Los movimientos sociales también sientan un precedente en el proceso de socialización colectiva de los chicanos pues mediante éstos reelaboran sus posturas como comunidad frente a los conflictos étnicos a los que se enfrentan. Estos movimientos se gestan en los años sesenta y se caracterizan por ser “expresiones heterogéneas que construyen nuevas identidades, nuevas formas de organización y nuevos escenarios de conflicto, que, sin embargo, en ocasiones coexisten con formas anteriores de construcción de la acción y con viejos patrones de acción colectiva. En este sentido, Valenzuela afirma que la acción colectiva es producto de la percepción que cada migrante tiene de la injusticia y discriminación a las que se enfrenta, por lo que no todos los conflictos repercuten en un movimiento social, pues no es lo mismo hablar de conductas colectivas, luchas y movimientos sociales. Las conductas colectivas permiten la reconstrucción y la adaptación del sujeto a su nuevo entorno; las luchas actúan como elementos de cambio, y los movimientos sociales cuestionan las relaciones de dominación que limitan a una determinada comunidad (Valenzuela, 1998: 185).
A través de los movimientos sociales se construye una realidad cuyo fundamento lo constituyen formas específicas de conflictos sociales. En el caso de los migrantes, el conflicto al que se enfrentan se relaciona con la reconstrucción de una identidad social, cultural y política, puesto que deben hacer valer su comportamiento de grupo (collective behavior) ante el otro. Es decir, con los movimientos sociales se constituyen identidades colectivas, “proceso en el cual diferentes individuos confluyen en una experiencia aglutinándose en torno a un objetivo que los identifica como grupo y generando una solidaridad colectiva que se sobrepone a las distintas perspectivas individuales” (Valenzuela, 1998: 191).

> **REGISTROS EXTRAÍDOS**:

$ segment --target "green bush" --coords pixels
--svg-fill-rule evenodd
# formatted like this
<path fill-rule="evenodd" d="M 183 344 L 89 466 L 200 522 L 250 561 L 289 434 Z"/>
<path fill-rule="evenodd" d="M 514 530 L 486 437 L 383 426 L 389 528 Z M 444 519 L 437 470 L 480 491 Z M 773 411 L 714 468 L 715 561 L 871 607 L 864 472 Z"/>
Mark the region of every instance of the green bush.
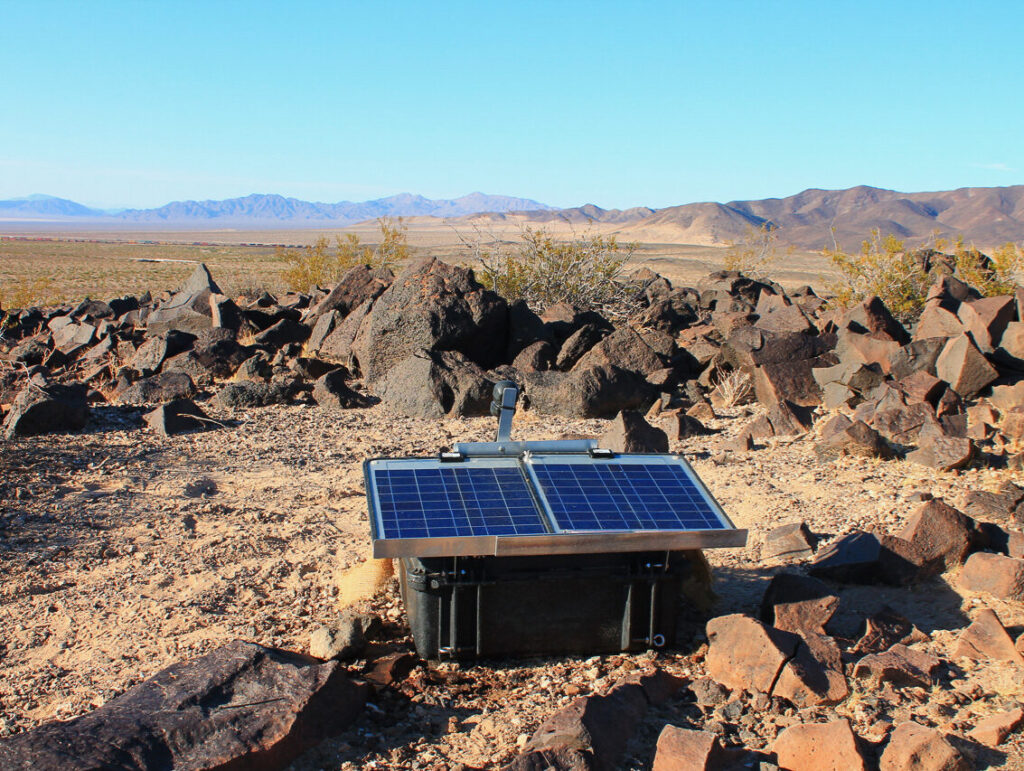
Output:
<path fill-rule="evenodd" d="M 460 234 L 479 265 L 480 282 L 509 301 L 525 300 L 536 311 L 565 302 L 578 308 L 624 315 L 632 310 L 625 276 L 635 244 L 614 235 L 575 233 L 556 239 L 544 228 L 525 227 L 514 243 L 480 231 L 474 239 Z"/>
<path fill-rule="evenodd" d="M 362 244 L 359 237 L 351 232 L 344 238 L 335 235 L 334 251 L 326 235 L 316 239 L 312 246 L 300 249 L 279 247 L 275 257 L 285 263 L 282 277 L 290 289 L 308 292 L 314 287 L 337 283 L 356 265 L 390 267 L 404 261 L 409 257 L 409 228 L 402 218 L 381 217 L 377 225 L 381 240 L 373 247 Z"/>
<path fill-rule="evenodd" d="M 876 228 L 861 244 L 859 254 L 848 254 L 838 247 L 826 248 L 824 254 L 840 274 L 828 286 L 835 295 L 833 304 L 846 308 L 878 296 L 904 322 L 924 308 L 931 279 L 921 260 L 892 233 L 883 238 Z"/>
<path fill-rule="evenodd" d="M 752 279 L 766 279 L 780 257 L 793 252 L 781 248 L 778 226 L 765 222 L 760 227 L 748 227 L 740 241 L 730 241 L 725 253 L 725 269 L 738 270 Z"/>

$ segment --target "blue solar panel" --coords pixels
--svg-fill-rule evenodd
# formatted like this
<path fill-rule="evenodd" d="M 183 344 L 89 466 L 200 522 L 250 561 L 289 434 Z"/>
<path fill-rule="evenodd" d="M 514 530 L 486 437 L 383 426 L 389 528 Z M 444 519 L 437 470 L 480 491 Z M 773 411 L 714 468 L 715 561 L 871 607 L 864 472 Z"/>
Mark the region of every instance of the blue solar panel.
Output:
<path fill-rule="evenodd" d="M 385 539 L 547 532 L 526 480 L 509 465 L 389 461 L 372 467 Z"/>
<path fill-rule="evenodd" d="M 536 459 L 529 465 L 555 524 L 563 531 L 727 526 L 680 463 Z"/>

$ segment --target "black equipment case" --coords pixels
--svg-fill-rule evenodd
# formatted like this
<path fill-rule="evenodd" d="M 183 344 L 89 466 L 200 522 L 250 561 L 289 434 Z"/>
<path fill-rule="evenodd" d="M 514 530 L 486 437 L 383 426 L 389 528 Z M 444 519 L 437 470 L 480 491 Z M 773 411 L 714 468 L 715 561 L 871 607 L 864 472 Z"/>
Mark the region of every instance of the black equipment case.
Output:
<path fill-rule="evenodd" d="M 673 645 L 686 552 L 402 557 L 402 600 L 423 658 Z"/>

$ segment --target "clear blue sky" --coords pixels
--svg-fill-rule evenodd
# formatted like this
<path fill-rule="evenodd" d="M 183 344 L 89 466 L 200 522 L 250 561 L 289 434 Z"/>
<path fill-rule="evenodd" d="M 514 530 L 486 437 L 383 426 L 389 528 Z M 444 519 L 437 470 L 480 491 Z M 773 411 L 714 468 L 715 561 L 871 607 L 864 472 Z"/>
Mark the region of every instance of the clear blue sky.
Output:
<path fill-rule="evenodd" d="M 1024 182 L 1016 2 L 0 0 L 0 198 Z"/>

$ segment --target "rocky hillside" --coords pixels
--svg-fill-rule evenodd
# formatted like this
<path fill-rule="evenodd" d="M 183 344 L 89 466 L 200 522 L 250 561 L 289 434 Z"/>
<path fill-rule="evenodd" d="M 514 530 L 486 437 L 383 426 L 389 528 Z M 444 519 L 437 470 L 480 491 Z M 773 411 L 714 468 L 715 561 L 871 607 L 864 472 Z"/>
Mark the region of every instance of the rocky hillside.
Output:
<path fill-rule="evenodd" d="M 200 266 L 9 311 L 0 766 L 1021 767 L 1024 288 L 937 276 L 907 328 L 737 273 L 632 287 L 616 322 L 437 260 L 281 297 Z M 685 453 L 751 529 L 678 650 L 421 661 L 383 573 L 341 614 L 359 462 L 482 438 L 504 378 L 519 430 Z"/>

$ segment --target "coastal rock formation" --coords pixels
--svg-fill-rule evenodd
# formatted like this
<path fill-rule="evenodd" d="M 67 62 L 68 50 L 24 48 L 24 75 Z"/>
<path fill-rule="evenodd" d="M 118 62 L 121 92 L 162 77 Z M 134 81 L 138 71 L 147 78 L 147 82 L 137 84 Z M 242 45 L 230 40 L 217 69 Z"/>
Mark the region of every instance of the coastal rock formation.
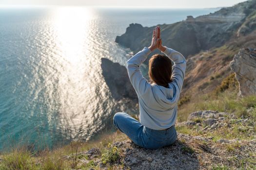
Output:
<path fill-rule="evenodd" d="M 256 27 L 254 23 L 243 23 L 245 21 L 249 20 L 249 18 L 251 20 L 254 18 L 252 16 L 256 8 L 256 1 L 247 1 L 222 8 L 213 14 L 195 18 L 188 16 L 186 20 L 181 22 L 159 25 L 161 29 L 163 44 L 172 47 L 185 56 L 195 54 L 201 50 L 221 46 L 240 28 L 241 30 L 238 32 L 243 34 L 255 30 Z M 245 26 L 248 27 L 247 31 L 242 31 L 245 30 Z M 116 42 L 136 53 L 150 45 L 154 28 L 155 26 L 143 27 L 140 24 L 131 24 L 124 34 L 117 36 Z"/>
<path fill-rule="evenodd" d="M 102 58 L 101 67 L 105 81 L 115 99 L 118 101 L 124 98 L 132 100 L 138 99 L 124 66 Z"/>
<path fill-rule="evenodd" d="M 253 110 L 253 107 L 250 108 L 246 112 L 250 114 Z M 256 120 L 243 116 L 242 118 L 236 118 L 234 114 L 226 112 L 211 110 L 193 112 L 190 114 L 187 121 L 177 122 L 176 125 L 178 127 L 192 128 L 198 132 L 206 133 L 208 131 L 220 130 L 221 128 L 232 128 L 233 125 L 237 123 L 241 125 L 240 127 L 237 128 L 238 131 L 246 131 L 249 132 L 249 136 L 255 138 L 256 137 L 256 133 L 254 129 L 256 126 Z"/>
<path fill-rule="evenodd" d="M 78 160 L 78 165 L 90 167 L 93 162 L 94 167 L 100 170 L 108 170 L 110 166 L 114 170 L 236 169 L 241 166 L 239 160 L 252 161 L 254 158 L 249 153 L 256 152 L 256 141 L 220 139 L 215 142 L 212 137 L 177 133 L 175 143 L 157 150 L 145 149 L 130 140 L 116 142 L 109 148 L 114 147 L 119 154 L 115 164 L 103 164 L 100 155 L 92 156 L 85 152 L 78 154 L 81 158 Z M 231 151 L 233 147 L 236 149 Z M 245 169 L 250 167 L 248 161 L 242 164 Z M 256 166 L 255 162 L 252 164 Z"/>
<path fill-rule="evenodd" d="M 239 83 L 239 94 L 256 94 L 256 49 L 241 49 L 230 63 Z"/>

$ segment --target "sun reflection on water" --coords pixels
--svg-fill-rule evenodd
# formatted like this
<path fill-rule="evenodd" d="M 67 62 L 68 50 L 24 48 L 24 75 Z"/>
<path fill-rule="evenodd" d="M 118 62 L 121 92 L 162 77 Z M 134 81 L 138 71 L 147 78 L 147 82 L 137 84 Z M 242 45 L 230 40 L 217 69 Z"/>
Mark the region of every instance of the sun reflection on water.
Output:
<path fill-rule="evenodd" d="M 69 122 L 73 134 L 78 134 L 81 125 L 88 119 L 87 115 L 95 107 L 89 97 L 93 96 L 95 91 L 89 77 L 89 73 L 95 72 L 90 57 L 94 17 L 93 11 L 85 7 L 62 7 L 53 14 L 54 42 L 58 51 L 54 57 L 55 67 L 59 70 L 60 112 L 65 119 L 62 121 Z"/>

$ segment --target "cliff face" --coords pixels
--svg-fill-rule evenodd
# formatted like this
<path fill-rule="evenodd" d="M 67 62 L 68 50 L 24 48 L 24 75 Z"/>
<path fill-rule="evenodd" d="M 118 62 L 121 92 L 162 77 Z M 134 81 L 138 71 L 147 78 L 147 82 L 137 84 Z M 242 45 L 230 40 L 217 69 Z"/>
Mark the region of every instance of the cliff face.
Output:
<path fill-rule="evenodd" d="M 256 95 L 256 49 L 241 49 L 230 63 L 242 96 Z"/>
<path fill-rule="evenodd" d="M 181 97 L 213 91 L 232 72 L 229 63 L 239 50 L 256 48 L 255 9 L 256 0 L 250 0 L 213 14 L 188 16 L 181 22 L 160 25 L 163 44 L 187 58 Z M 136 53 L 150 44 L 154 28 L 130 24 L 116 42 Z M 144 63 L 146 66 L 149 58 Z"/>
<path fill-rule="evenodd" d="M 241 27 L 245 27 L 243 25 L 248 17 L 254 18 L 254 9 L 256 8 L 256 1 L 248 1 L 222 8 L 214 14 L 195 18 L 189 16 L 184 21 L 159 25 L 161 28 L 163 44 L 180 51 L 185 56 L 201 50 L 220 47 L 235 35 Z M 256 27 L 253 23 L 250 24 L 250 29 Z M 117 36 L 116 42 L 137 52 L 143 47 L 150 45 L 155 27 L 131 24 L 124 34 Z"/>
<path fill-rule="evenodd" d="M 101 58 L 101 66 L 105 81 L 115 100 L 119 101 L 124 98 L 135 101 L 138 99 L 124 66 L 105 58 Z"/>

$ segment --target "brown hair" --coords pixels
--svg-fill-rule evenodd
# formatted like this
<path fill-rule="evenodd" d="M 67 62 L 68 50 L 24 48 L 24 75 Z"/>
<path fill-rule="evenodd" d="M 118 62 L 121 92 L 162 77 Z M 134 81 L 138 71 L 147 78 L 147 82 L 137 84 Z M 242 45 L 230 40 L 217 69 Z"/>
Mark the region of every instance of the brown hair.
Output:
<path fill-rule="evenodd" d="M 168 87 L 172 81 L 172 67 L 171 59 L 167 56 L 158 54 L 152 56 L 149 62 L 150 83 Z"/>

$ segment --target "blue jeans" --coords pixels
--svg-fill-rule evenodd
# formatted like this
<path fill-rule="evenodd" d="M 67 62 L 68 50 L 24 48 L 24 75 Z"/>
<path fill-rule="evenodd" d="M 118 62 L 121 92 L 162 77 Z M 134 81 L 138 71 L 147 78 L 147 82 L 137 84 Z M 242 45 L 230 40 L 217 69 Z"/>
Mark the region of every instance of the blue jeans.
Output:
<path fill-rule="evenodd" d="M 148 128 L 124 112 L 118 112 L 113 118 L 114 124 L 136 144 L 149 149 L 157 149 L 175 142 L 177 133 L 175 126 L 166 130 Z"/>

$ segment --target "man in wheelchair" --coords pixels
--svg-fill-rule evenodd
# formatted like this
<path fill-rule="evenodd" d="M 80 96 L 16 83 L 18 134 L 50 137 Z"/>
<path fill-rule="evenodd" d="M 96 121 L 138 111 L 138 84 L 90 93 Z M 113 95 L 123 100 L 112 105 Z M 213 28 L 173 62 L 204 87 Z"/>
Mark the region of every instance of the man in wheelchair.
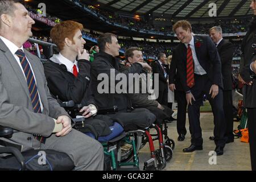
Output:
<path fill-rule="evenodd" d="M 80 23 L 67 20 L 51 30 L 51 37 L 60 53 L 44 64 L 44 72 L 53 96 L 60 102 L 74 102 L 72 107 L 64 107 L 69 115 L 73 118 L 84 117 L 87 126 L 95 129 L 94 135 L 106 136 L 112 133 L 109 126 L 113 126 L 114 121 L 106 115 L 96 114 L 98 110 L 90 88 L 91 63 L 89 54 L 84 49 L 82 27 Z M 90 131 L 88 127 L 79 129 L 83 133 Z"/>
<path fill-rule="evenodd" d="M 35 22 L 19 1 L 0 1 L 0 125 L 14 130 L 10 138 L 0 136 L 0 145 L 64 152 L 75 170 L 102 170 L 102 145 L 72 129 L 68 114 L 50 94 L 40 60 L 23 48 Z"/>

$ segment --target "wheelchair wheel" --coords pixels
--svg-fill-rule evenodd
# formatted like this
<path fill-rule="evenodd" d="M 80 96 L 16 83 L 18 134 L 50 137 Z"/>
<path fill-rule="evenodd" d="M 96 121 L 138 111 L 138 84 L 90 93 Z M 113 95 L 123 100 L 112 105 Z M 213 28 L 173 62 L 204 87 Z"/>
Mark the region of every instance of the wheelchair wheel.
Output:
<path fill-rule="evenodd" d="M 164 158 L 166 162 L 170 161 L 172 158 L 172 149 L 169 146 L 165 145 L 164 148 Z M 159 164 L 162 164 L 163 162 L 161 150 L 158 149 L 155 150 L 155 156 Z"/>
<path fill-rule="evenodd" d="M 135 134 L 135 142 L 136 145 L 136 151 L 137 154 L 139 150 L 141 148 L 142 136 L 140 134 Z M 125 140 L 120 142 L 118 150 L 121 150 L 121 162 L 127 162 L 133 159 L 133 145 L 127 143 Z"/>
<path fill-rule="evenodd" d="M 172 158 L 172 149 L 169 146 L 164 146 L 164 157 L 166 162 L 169 162 Z"/>
<path fill-rule="evenodd" d="M 174 150 L 175 147 L 175 143 L 174 143 L 174 140 L 172 139 L 170 139 L 168 137 L 164 140 L 164 144 L 165 146 L 168 146 L 170 147 L 172 150 Z"/>

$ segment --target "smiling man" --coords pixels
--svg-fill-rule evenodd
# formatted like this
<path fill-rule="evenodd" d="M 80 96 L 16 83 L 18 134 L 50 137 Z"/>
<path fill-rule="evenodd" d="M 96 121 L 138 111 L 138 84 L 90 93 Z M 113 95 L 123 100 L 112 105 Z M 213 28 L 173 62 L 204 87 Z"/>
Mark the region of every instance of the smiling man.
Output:
<path fill-rule="evenodd" d="M 155 121 L 155 116 L 146 109 L 133 109 L 127 94 L 128 88 L 126 86 L 126 90 L 122 93 L 115 90 L 115 86 L 120 80 L 115 80 L 112 75 L 113 73 L 114 75 L 123 73 L 122 75 L 127 78 L 130 73 L 140 73 L 143 68 L 151 69 L 151 67 L 146 63 L 138 62 L 134 63 L 132 67 L 121 72 L 118 60 L 115 59 L 119 55 L 121 47 L 117 37 L 114 34 L 105 33 L 101 35 L 98 39 L 98 45 L 100 52 L 92 63 L 91 69 L 93 92 L 97 105 L 101 109 L 111 109 L 117 107 L 118 112 L 108 115 L 113 119 L 121 121 L 126 131 L 150 126 Z M 99 76 L 103 75 L 104 78 L 107 77 L 106 79 L 109 80 L 109 85 L 104 85 L 104 87 L 110 88 L 109 90 L 110 90 L 110 93 L 105 91 L 102 93 L 100 90 L 100 88 L 98 88 L 102 80 L 99 78 Z M 113 90 L 114 92 L 112 92 Z"/>
<path fill-rule="evenodd" d="M 205 94 L 214 116 L 217 155 L 222 155 L 226 128 L 223 111 L 221 64 L 216 47 L 209 36 L 193 36 L 189 22 L 180 20 L 173 26 L 180 43 L 175 49 L 177 72 L 186 92 L 191 145 L 184 152 L 203 150 L 200 107 Z"/>
<path fill-rule="evenodd" d="M 250 5 L 254 18 L 242 42 L 239 80 L 246 84 L 243 88 L 243 105 L 248 112 L 248 129 L 251 169 L 256 171 L 256 1 Z"/>
<path fill-rule="evenodd" d="M 0 139 L 22 151 L 66 153 L 75 170 L 102 170 L 102 145 L 72 130 L 68 113 L 50 94 L 40 60 L 22 47 L 35 22 L 19 1 L 0 1 L 0 125 L 15 130 L 11 138 Z"/>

> **TAREAS POR REALIZAR**:
a: Responde, a partir del fragmento seleccionado:
(i) ¿En qué década se gestan los movimientos sociales?
(ii) ¿Qué cuestionan los movimientos sociales?
(iii) ¿Qué expresión en inglés acompaña a "comportamiento de grupo"?
b: Transcribe del fragmento seleccionado el pasaje que se abre con las palabras "A través de" y se cierra con "(Valenzuela, 1998: 191).".
Los registros no guardan relación alguna con el fragmento seleccionado.

> **RESPUESTAS DEL EJERCICIO**:
a:
(i) En los años sesenta.
(ii) Las relaciones de dominación que limitan a una determinada comunidad.
(iii) Collective behavior.

b:
A través de los movimientos sociales se construye una realidad cuyo fundamento lo constituyen formas específicas de conflictos sociales. En el caso de los migrantes, el conflicto al que se enfrentan se relaciona con la reconstrucción de una identidad social, cultural y política, puesto que deben hacer valer su comportamiento de grupo (collective behavior) ante el otro. Es decir, con los movimientos sociales se constituyen identidades colectivas, “proceso en el cual diferentes individuos confluyen en una experiencia aglutinándose en torno a un objetivo que los identifica como grupo y generando una solidaridad colectiva que se sobrepone a las distintas perspectivas individuales” (Valenzuela, 1998: 191).